STATED PROBLEM:
Below, find the stretch of the records that starts at the line containing "Can you find the teal" and ends at the line containing "77], [100, 90]]". Copy that stretch word for word, including both end lines and nothing else.

SUPPLIED MATERIAL:
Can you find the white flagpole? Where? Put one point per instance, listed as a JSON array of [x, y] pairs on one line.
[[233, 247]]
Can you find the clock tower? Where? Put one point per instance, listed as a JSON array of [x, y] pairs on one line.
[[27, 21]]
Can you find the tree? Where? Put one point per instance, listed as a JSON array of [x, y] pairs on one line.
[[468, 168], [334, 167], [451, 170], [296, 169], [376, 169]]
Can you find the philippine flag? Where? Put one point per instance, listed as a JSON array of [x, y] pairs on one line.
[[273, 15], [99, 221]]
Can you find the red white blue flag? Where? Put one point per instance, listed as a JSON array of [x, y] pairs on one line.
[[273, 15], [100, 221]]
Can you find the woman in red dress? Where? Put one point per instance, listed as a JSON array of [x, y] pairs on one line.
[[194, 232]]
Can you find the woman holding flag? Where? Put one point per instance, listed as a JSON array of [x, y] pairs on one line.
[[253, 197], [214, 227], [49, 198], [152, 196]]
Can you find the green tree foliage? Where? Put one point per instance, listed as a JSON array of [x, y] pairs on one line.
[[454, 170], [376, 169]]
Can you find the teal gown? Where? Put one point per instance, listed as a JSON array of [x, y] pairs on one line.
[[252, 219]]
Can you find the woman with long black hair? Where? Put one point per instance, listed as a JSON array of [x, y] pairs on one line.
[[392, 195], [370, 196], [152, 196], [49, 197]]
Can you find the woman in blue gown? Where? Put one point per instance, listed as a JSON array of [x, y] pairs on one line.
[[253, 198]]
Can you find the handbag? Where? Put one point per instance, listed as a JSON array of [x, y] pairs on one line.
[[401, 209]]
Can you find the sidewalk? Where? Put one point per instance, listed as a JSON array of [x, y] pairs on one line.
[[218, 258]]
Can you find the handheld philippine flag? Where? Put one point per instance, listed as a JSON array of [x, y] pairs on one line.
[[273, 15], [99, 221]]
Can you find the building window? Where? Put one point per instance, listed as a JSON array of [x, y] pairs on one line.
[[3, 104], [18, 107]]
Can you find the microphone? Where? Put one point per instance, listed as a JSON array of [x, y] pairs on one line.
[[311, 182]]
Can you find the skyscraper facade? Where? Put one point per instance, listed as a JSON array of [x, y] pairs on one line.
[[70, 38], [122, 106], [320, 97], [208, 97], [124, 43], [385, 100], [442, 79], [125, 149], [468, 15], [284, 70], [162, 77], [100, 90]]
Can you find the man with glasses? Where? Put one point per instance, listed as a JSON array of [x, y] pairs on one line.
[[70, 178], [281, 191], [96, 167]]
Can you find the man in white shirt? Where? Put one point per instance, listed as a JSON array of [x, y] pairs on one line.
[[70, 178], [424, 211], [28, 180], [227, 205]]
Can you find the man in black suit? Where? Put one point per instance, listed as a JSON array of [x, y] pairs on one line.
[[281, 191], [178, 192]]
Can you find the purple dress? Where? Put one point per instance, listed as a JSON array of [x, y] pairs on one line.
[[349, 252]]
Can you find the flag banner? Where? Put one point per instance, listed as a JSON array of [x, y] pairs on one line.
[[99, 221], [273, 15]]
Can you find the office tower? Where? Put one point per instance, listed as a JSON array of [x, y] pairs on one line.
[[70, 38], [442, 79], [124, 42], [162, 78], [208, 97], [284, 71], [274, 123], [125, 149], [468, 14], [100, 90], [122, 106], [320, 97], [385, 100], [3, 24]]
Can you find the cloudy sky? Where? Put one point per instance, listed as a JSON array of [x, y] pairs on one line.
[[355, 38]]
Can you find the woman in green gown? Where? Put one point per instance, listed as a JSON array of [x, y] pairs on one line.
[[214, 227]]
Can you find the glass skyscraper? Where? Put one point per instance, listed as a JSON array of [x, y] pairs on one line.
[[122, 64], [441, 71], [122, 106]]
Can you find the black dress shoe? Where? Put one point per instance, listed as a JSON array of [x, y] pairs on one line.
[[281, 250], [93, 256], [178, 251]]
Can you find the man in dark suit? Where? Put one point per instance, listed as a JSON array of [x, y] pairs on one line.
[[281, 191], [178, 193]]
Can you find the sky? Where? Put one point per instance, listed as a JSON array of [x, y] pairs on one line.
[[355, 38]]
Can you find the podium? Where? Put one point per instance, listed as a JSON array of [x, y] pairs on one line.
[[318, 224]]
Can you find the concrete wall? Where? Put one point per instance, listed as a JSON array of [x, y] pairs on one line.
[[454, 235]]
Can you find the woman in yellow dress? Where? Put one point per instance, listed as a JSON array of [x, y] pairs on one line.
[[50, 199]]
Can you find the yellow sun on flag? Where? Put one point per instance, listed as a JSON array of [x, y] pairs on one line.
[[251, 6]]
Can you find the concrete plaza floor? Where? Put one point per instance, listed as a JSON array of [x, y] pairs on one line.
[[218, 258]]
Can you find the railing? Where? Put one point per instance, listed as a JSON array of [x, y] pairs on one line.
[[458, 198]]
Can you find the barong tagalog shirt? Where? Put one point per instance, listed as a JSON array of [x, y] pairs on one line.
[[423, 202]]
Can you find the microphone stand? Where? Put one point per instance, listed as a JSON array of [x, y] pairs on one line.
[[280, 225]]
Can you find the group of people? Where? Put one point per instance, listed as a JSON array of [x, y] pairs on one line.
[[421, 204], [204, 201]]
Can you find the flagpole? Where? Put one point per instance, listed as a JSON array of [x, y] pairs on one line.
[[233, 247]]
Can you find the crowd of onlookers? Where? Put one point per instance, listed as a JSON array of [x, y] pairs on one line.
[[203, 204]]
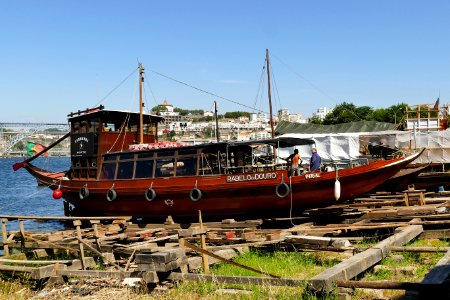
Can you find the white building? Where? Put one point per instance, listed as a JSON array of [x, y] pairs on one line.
[[322, 112]]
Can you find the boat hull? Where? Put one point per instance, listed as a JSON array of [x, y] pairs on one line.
[[239, 196]]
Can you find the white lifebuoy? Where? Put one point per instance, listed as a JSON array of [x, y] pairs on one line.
[[84, 192], [337, 190], [282, 190], [111, 195], [150, 194], [195, 194]]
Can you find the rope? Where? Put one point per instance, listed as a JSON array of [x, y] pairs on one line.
[[290, 210], [25, 198], [206, 92], [120, 132], [112, 91]]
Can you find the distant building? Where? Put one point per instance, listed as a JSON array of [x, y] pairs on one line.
[[283, 115], [258, 117], [322, 112]]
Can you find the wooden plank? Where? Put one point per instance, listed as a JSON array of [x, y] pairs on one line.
[[149, 277], [263, 281], [440, 273], [50, 218], [362, 261], [195, 248]]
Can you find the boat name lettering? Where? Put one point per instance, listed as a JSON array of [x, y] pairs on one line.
[[312, 175], [250, 177], [81, 138]]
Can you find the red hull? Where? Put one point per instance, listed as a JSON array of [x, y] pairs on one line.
[[223, 196]]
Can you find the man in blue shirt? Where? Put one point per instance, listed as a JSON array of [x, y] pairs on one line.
[[315, 161]]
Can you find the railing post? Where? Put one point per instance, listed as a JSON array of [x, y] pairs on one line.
[[77, 224], [5, 237], [22, 233]]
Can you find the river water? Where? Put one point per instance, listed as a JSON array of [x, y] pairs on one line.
[[20, 194]]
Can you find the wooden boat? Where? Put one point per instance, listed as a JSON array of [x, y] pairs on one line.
[[118, 167]]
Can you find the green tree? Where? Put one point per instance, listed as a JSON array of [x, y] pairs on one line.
[[159, 108], [315, 120], [345, 113]]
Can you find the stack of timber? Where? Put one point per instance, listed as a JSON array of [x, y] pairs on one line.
[[154, 251]]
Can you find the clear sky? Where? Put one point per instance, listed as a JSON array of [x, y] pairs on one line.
[[60, 56]]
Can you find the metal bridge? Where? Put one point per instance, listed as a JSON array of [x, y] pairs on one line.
[[12, 133]]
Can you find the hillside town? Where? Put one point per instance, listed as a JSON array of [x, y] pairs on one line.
[[201, 127]]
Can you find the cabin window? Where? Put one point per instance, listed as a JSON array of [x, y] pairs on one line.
[[164, 167], [108, 170], [187, 152], [146, 155], [166, 153], [186, 166], [125, 170], [144, 169]]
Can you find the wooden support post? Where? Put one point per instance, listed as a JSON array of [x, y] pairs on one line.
[[203, 243], [358, 263], [77, 224], [5, 237], [94, 225], [183, 268], [22, 233]]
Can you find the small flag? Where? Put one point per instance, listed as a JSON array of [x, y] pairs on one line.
[[436, 105], [34, 148]]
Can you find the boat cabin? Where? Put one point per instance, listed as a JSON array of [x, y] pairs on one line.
[[94, 132], [195, 160]]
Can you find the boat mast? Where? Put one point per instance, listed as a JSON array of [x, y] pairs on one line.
[[270, 101], [268, 91], [217, 121], [141, 118]]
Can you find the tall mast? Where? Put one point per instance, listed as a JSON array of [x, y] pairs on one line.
[[268, 91], [217, 121], [141, 105]]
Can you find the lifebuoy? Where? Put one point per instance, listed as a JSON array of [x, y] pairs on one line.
[[195, 194], [111, 195], [282, 190], [150, 194], [84, 192]]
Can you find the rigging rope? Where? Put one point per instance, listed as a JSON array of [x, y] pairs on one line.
[[302, 77], [112, 91], [206, 92]]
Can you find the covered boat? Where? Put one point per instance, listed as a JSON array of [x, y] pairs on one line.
[[118, 167]]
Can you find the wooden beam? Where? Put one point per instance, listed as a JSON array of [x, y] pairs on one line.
[[147, 276], [198, 249], [362, 261], [175, 276]]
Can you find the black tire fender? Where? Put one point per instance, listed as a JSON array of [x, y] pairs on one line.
[[84, 192], [195, 194], [282, 190], [111, 195], [150, 194]]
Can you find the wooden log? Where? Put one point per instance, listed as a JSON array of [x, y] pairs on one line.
[[364, 260], [52, 218], [195, 248], [5, 237], [148, 277], [99, 254], [262, 281]]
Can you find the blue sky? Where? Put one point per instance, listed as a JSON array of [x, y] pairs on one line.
[[61, 56]]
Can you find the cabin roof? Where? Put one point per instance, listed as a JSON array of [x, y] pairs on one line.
[[112, 115], [280, 142]]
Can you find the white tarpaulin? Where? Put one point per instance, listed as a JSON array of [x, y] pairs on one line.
[[343, 146]]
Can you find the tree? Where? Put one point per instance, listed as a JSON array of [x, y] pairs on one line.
[[159, 108], [345, 113], [315, 120]]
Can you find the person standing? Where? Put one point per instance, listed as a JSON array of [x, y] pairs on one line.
[[294, 159], [315, 161]]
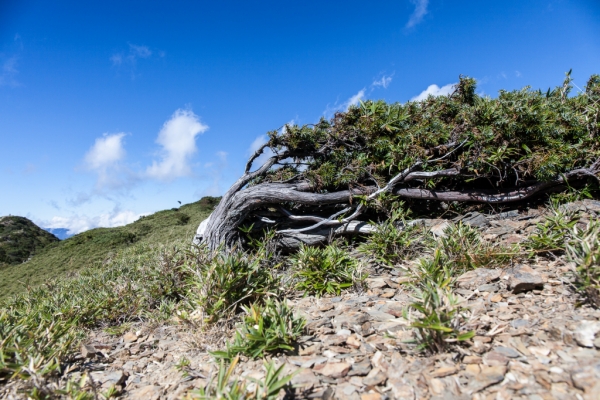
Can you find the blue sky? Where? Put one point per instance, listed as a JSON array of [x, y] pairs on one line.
[[118, 109]]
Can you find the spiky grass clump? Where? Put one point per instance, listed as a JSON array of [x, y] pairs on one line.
[[326, 270], [584, 251], [265, 329]]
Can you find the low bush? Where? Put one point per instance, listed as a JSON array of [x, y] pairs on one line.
[[440, 316], [554, 232], [326, 270], [224, 387], [221, 285], [39, 327], [584, 250], [391, 244], [265, 329]]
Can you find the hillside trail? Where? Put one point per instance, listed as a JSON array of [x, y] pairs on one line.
[[533, 340]]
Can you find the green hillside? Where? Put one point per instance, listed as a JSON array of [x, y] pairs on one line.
[[19, 239], [93, 247]]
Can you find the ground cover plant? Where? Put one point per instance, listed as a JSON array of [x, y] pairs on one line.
[[326, 270], [93, 248], [321, 179], [267, 328]]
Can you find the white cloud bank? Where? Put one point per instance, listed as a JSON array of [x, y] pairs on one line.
[[8, 72], [104, 159], [420, 11], [435, 90], [384, 82], [178, 140], [77, 223]]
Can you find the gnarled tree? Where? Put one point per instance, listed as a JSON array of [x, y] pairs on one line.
[[320, 180]]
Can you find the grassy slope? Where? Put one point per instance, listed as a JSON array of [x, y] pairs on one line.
[[93, 247], [20, 238]]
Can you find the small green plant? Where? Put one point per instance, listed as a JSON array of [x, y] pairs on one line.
[[265, 329], [391, 244], [222, 284], [325, 271], [553, 234], [584, 251], [440, 315], [223, 387], [463, 247]]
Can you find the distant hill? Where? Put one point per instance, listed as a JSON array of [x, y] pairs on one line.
[[93, 247], [61, 233], [20, 238]]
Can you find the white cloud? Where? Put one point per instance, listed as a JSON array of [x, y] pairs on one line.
[[117, 59], [178, 140], [106, 151], [384, 82], [354, 100], [104, 158], [80, 223], [9, 72], [135, 52], [419, 12], [435, 90], [139, 51]]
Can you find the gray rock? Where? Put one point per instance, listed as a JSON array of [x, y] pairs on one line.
[[522, 278], [474, 218], [350, 320], [360, 369], [478, 277], [507, 351], [380, 316]]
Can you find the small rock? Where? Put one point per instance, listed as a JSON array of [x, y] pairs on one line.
[[585, 333], [522, 278], [439, 228], [149, 392], [487, 377], [360, 369], [350, 320], [129, 337], [310, 350], [353, 341], [477, 277], [519, 323], [334, 370], [507, 351], [474, 218], [444, 371], [374, 378], [380, 316], [88, 351], [370, 396], [376, 283], [472, 360], [305, 378], [494, 358]]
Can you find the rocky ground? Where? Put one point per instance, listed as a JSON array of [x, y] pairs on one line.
[[533, 340]]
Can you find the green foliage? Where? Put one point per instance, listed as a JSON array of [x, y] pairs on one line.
[[440, 315], [97, 246], [265, 329], [391, 244], [225, 388], [464, 249], [554, 232], [39, 327], [508, 141], [20, 238], [584, 250], [220, 285], [326, 270]]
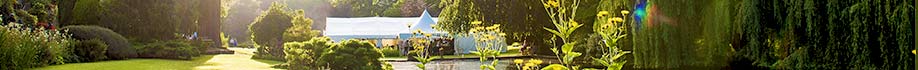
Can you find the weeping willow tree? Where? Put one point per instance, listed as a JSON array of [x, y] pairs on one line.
[[681, 34], [807, 34]]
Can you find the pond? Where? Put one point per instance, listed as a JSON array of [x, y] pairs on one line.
[[455, 64]]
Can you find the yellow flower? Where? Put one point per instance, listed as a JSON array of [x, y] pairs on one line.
[[535, 61], [618, 19], [518, 61], [529, 64], [554, 3], [574, 23], [625, 12], [476, 22], [602, 13]]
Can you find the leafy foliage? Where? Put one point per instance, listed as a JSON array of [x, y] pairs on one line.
[[22, 47], [488, 47], [306, 55], [612, 30], [360, 55], [301, 29], [118, 46], [322, 53], [88, 51], [276, 26], [138, 20], [804, 34], [174, 49]]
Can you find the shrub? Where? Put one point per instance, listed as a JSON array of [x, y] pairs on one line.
[[277, 26], [390, 52], [118, 46], [304, 55], [360, 55], [175, 49], [22, 48], [321, 53], [267, 32], [88, 51]]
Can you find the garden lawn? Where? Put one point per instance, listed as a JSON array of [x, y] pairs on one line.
[[206, 62]]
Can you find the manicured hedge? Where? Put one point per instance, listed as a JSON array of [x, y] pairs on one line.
[[175, 49], [267, 32], [305, 55], [118, 46], [321, 53]]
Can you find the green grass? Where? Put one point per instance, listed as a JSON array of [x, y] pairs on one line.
[[134, 64], [239, 61], [505, 54]]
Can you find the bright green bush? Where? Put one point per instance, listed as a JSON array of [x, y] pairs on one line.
[[22, 47], [305, 55], [88, 51], [390, 52], [118, 46], [267, 32], [272, 29], [321, 53], [359, 55], [175, 49], [827, 34]]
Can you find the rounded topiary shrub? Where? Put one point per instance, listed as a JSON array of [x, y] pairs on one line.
[[305, 55], [118, 46], [267, 32], [89, 50], [359, 55]]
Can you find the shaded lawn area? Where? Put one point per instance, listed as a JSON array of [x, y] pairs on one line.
[[463, 56], [205, 62]]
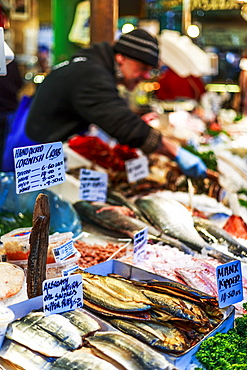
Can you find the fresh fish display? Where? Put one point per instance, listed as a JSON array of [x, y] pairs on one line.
[[29, 334], [116, 198], [216, 235], [22, 357], [114, 294], [128, 351], [107, 217], [173, 219], [173, 306], [85, 323], [84, 361], [100, 310], [164, 337], [61, 328]]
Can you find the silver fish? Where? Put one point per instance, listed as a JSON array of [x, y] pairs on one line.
[[22, 357], [128, 351], [85, 323], [173, 219], [61, 328], [83, 361], [25, 332]]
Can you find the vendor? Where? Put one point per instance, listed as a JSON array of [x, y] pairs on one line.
[[84, 91]]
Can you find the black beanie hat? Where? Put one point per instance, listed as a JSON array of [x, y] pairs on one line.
[[139, 45]]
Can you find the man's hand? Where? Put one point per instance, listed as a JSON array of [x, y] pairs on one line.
[[149, 117], [190, 164]]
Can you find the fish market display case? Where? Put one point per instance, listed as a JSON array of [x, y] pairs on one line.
[[182, 362]]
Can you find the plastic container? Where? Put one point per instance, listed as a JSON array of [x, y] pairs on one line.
[[53, 269], [6, 316]]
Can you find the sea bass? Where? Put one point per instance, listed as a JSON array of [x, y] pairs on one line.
[[172, 218], [216, 235], [109, 217]]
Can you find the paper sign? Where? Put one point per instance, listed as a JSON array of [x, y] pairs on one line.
[[69, 270], [93, 185], [64, 251], [137, 169], [3, 70], [140, 242], [229, 282], [39, 167], [62, 294]]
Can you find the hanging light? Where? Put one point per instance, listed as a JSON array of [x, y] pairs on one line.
[[193, 31], [127, 27]]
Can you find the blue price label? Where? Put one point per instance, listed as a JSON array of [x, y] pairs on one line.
[[229, 282]]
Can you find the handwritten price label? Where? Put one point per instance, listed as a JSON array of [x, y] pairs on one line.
[[229, 282], [62, 294], [38, 167], [140, 242]]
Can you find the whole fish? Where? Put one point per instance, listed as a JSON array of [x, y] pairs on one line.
[[173, 219], [164, 337], [119, 296], [173, 306], [61, 328], [29, 334], [128, 351], [85, 323], [118, 199], [105, 216], [215, 235], [81, 360], [21, 356]]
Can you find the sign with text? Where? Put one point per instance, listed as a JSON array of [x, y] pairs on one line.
[[229, 282], [64, 251], [3, 69], [39, 167], [93, 185], [137, 169], [140, 242], [62, 294]]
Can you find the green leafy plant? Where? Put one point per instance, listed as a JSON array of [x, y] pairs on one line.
[[226, 351]]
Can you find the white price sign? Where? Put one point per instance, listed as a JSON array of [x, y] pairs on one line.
[[62, 294], [140, 242], [38, 167], [137, 169], [93, 185]]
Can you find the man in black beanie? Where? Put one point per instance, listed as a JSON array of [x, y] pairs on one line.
[[82, 91]]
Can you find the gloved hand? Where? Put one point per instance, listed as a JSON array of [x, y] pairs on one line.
[[190, 164]]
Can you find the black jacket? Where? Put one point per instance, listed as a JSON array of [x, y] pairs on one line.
[[83, 91]]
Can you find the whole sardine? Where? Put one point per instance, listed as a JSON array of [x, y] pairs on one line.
[[173, 219], [61, 328], [85, 323], [22, 357], [128, 351], [113, 293], [112, 220], [172, 305], [161, 336], [82, 361], [25, 332]]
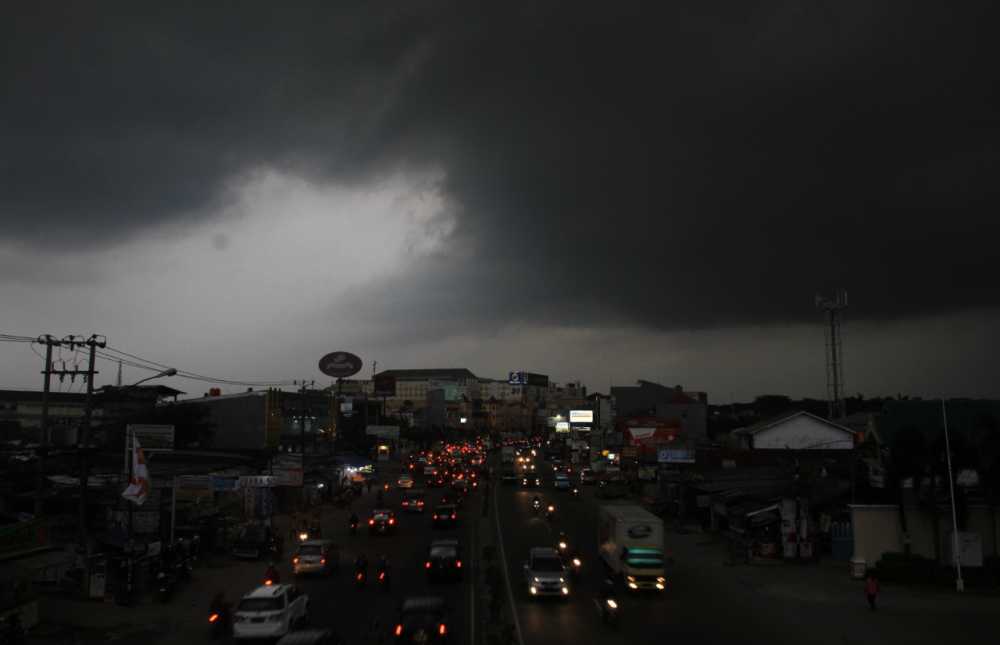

WRITTEN REPLY:
Can you find the teal gown? Where? Put one point per instance, listed as a JSON array of [x, y] pairs on one line.
[[252, 219]]
Can you find the woman with long black hair? Where? Put one point per instance, listed as a JSON array of [x, y] pairs on one line.
[[392, 195], [370, 196], [152, 196], [49, 197]]
Can you find the woman in blue gown? Where? Put one point per instance, listed as a JSON array of [x, y] pairs on one line.
[[253, 198]]
Can you find the handbag? Where? Put one point per instance, listed as a JSON array of [x, y] pairs on one line.
[[401, 209]]
Can you find the sidewalk? Where? Put one point per instance, listed as a JSON array of [x, y] pairs on one line.
[[218, 258]]
Can you find the handheld philippine flag? Where? Put one point per instance, listed as a JSON array of [x, y] pairs on one line.
[[273, 15], [99, 221]]
Can you find the building window? Where? Put one point per instance, listed as a JSON array of [x, y] pairs on one line.
[[3, 104], [18, 107]]
Can you find the microphone? Where? Put one point per instance, listed as a JSON array of [x, y] pairs on one line.
[[311, 182]]
Can you find the skyscraper facade? Where? Put one point per instance, listed as a JSON array of [x, y] pairs on one line.
[[70, 38], [122, 106], [320, 97], [208, 97], [124, 43], [385, 100], [442, 79], [125, 149], [468, 15], [284, 70], [162, 77], [100, 90]]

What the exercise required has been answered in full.